Start PROVIDED RECORDS

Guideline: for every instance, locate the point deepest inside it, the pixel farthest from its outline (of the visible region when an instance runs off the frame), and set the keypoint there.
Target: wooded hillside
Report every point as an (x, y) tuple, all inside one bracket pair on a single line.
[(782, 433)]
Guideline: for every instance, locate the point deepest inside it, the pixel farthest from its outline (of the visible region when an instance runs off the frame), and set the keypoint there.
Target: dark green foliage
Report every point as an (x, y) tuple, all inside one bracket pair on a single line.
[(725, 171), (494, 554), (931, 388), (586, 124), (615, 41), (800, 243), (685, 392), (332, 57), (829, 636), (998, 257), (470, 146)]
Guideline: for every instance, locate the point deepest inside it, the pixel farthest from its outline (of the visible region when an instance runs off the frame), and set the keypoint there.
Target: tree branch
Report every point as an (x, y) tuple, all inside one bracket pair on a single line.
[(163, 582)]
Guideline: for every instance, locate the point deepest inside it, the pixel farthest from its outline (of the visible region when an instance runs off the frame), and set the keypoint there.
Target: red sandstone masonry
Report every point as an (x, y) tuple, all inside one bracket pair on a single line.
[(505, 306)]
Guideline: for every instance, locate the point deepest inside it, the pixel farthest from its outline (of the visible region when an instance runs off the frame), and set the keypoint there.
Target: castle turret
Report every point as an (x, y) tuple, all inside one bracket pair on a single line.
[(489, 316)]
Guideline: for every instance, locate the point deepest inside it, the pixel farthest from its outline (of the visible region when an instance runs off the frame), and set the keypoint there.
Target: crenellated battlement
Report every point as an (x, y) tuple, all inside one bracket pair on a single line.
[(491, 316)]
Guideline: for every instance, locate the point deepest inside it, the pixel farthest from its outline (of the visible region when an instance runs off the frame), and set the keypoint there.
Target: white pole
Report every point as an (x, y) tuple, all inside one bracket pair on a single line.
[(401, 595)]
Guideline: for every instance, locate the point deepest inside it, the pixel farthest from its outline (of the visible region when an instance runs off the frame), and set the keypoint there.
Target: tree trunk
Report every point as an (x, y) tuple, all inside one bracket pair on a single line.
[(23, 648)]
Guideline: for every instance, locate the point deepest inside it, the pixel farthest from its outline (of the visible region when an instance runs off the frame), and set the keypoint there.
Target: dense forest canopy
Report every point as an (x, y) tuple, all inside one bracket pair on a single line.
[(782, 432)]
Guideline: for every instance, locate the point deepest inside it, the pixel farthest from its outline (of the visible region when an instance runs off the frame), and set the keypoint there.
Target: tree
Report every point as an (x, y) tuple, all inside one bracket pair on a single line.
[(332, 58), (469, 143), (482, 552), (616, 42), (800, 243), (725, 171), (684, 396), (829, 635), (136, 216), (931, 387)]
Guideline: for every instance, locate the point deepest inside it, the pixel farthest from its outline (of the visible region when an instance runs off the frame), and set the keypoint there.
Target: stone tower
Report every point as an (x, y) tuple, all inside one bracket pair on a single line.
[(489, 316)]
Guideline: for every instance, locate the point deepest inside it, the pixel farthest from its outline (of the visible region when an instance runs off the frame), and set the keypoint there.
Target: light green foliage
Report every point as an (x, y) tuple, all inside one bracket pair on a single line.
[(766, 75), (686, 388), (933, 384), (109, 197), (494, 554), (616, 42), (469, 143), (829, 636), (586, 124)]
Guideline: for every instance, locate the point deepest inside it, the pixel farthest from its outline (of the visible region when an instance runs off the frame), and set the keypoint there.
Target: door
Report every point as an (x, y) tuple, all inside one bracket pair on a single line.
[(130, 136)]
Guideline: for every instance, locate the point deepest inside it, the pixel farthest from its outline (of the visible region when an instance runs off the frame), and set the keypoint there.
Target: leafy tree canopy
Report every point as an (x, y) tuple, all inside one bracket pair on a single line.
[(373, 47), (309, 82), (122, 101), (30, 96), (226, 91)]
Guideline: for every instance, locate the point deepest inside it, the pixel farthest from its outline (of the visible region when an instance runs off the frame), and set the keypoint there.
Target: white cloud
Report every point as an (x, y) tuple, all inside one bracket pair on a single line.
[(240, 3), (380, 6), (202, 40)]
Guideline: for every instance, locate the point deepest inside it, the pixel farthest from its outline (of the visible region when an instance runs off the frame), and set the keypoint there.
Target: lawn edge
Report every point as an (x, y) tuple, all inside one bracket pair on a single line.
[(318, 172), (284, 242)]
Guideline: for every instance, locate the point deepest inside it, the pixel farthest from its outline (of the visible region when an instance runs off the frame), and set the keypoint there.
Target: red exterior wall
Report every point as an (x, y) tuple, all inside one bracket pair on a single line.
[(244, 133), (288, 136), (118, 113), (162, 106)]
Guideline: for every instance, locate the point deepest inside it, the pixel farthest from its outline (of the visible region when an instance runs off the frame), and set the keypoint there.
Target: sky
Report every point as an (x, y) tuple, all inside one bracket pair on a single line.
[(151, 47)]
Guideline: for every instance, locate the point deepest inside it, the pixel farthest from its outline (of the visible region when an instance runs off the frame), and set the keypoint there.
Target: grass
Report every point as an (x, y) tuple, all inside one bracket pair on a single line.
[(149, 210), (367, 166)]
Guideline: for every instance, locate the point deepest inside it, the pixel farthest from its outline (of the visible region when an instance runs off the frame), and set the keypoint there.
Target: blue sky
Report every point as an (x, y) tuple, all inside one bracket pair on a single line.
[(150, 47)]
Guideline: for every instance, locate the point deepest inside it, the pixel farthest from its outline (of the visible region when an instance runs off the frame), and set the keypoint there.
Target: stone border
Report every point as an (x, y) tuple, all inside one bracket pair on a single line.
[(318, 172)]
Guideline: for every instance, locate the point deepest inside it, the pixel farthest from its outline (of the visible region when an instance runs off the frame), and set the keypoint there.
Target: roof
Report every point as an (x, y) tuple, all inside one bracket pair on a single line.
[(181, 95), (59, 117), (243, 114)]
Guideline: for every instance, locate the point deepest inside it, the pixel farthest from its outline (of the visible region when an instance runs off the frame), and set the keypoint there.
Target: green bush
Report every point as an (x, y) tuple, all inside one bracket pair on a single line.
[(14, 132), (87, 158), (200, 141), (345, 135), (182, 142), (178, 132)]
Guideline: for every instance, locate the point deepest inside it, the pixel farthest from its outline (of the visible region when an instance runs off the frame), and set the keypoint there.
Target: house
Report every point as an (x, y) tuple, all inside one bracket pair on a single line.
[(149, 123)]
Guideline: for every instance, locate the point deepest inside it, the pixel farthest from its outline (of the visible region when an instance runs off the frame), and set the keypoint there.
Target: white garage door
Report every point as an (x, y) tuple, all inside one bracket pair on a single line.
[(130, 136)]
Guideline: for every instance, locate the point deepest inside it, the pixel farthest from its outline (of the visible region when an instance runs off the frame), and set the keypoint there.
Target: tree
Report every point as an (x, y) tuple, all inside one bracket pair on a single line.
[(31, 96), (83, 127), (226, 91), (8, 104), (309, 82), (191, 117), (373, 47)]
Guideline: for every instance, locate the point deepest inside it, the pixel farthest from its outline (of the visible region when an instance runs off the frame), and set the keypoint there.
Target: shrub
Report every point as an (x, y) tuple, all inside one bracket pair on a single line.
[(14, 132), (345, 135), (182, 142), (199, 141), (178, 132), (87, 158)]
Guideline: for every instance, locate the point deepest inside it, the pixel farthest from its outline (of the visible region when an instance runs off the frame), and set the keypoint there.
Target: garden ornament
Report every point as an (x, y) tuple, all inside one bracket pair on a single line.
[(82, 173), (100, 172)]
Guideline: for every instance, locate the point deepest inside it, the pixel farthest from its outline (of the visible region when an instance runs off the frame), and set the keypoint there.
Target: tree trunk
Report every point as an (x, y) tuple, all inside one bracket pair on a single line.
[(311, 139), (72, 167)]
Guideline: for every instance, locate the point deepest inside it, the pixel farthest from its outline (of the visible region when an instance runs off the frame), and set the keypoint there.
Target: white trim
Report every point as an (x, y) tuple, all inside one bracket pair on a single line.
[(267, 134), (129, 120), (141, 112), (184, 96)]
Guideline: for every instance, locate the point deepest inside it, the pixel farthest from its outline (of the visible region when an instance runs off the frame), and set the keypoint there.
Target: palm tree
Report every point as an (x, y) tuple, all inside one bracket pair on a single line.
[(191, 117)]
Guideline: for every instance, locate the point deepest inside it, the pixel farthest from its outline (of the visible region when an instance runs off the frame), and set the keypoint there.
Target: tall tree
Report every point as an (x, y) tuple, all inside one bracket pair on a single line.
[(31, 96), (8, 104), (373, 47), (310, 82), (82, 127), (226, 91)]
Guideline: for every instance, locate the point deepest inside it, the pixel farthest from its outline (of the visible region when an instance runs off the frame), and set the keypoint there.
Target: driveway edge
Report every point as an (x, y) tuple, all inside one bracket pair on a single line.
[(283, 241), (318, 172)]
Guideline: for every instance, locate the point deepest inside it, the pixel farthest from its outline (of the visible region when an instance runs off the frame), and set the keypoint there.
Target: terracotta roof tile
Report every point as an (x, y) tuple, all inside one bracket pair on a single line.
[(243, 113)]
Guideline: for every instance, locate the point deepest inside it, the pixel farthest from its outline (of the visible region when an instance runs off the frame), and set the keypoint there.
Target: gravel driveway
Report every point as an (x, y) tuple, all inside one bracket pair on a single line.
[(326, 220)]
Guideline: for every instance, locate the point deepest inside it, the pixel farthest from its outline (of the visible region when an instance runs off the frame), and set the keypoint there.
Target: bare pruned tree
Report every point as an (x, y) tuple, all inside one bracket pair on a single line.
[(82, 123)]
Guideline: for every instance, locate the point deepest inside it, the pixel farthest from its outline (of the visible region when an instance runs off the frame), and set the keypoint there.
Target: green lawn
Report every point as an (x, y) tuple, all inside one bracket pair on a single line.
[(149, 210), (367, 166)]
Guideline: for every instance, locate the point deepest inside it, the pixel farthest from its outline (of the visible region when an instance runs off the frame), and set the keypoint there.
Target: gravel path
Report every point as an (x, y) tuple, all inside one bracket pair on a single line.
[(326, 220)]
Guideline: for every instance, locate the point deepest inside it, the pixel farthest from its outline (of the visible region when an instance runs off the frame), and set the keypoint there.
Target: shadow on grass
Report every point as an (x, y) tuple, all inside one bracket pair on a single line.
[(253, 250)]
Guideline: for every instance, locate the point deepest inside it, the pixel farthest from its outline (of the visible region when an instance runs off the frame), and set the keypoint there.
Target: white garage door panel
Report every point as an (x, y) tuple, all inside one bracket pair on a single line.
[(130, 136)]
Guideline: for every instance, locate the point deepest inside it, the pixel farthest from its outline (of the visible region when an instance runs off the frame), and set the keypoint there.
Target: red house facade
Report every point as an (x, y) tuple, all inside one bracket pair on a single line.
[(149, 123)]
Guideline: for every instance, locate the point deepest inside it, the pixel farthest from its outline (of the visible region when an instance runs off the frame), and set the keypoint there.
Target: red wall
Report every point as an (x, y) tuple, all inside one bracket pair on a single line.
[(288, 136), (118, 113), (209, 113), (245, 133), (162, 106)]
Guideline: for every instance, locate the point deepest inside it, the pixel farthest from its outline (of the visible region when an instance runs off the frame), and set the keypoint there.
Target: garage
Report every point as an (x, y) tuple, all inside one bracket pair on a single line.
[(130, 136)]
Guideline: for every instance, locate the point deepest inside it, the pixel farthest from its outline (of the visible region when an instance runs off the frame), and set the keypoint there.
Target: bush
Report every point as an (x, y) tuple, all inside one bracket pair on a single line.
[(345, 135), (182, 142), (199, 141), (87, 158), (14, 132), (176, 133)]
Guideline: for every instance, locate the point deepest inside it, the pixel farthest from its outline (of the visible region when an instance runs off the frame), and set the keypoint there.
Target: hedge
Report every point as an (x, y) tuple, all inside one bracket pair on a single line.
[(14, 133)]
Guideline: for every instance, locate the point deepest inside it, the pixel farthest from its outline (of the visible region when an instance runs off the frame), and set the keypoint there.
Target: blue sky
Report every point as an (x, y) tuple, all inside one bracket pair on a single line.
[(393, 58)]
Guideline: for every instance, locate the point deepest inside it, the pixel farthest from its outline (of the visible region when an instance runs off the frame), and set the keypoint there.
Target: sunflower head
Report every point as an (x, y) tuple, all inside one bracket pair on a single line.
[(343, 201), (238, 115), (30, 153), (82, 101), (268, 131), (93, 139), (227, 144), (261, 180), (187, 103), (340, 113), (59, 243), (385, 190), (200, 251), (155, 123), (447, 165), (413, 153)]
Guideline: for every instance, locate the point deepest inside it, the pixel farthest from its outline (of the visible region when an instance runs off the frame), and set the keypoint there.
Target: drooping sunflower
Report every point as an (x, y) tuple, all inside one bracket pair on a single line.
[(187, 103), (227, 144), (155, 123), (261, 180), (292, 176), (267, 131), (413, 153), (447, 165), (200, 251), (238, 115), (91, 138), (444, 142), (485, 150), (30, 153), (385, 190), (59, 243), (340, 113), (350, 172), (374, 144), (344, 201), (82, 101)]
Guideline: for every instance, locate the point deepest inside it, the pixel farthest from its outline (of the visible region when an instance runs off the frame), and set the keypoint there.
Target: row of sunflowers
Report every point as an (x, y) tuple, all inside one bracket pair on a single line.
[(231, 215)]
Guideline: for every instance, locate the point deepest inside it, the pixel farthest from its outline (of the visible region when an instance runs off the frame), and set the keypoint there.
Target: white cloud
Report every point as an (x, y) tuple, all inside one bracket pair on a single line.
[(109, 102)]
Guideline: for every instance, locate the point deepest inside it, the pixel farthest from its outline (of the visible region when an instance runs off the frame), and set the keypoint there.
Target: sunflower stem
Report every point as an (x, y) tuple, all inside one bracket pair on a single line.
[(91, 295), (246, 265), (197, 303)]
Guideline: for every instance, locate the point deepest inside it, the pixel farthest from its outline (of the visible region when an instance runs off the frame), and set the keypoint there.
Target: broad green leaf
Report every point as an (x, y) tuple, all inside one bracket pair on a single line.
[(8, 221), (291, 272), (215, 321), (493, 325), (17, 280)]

End PROVIDED RECORDS

*GOAL:*
Rewrite everything from the start of the records down to the line containing "[(782, 433)]", swapping "keypoint" for "marker" and leaving all else unchanged. Give only those lines.

*SOLUTION TO THIS TASK:*
Guideline: for every instance, locate the point deepest inside it, the pixel farthest from its outline (of the visible region when an instance runs off the frame), and set the marker there.
Target: wooded hillside
Report every point as an (x, y) tuple, all inside one bracket pair on a single line.
[(782, 433)]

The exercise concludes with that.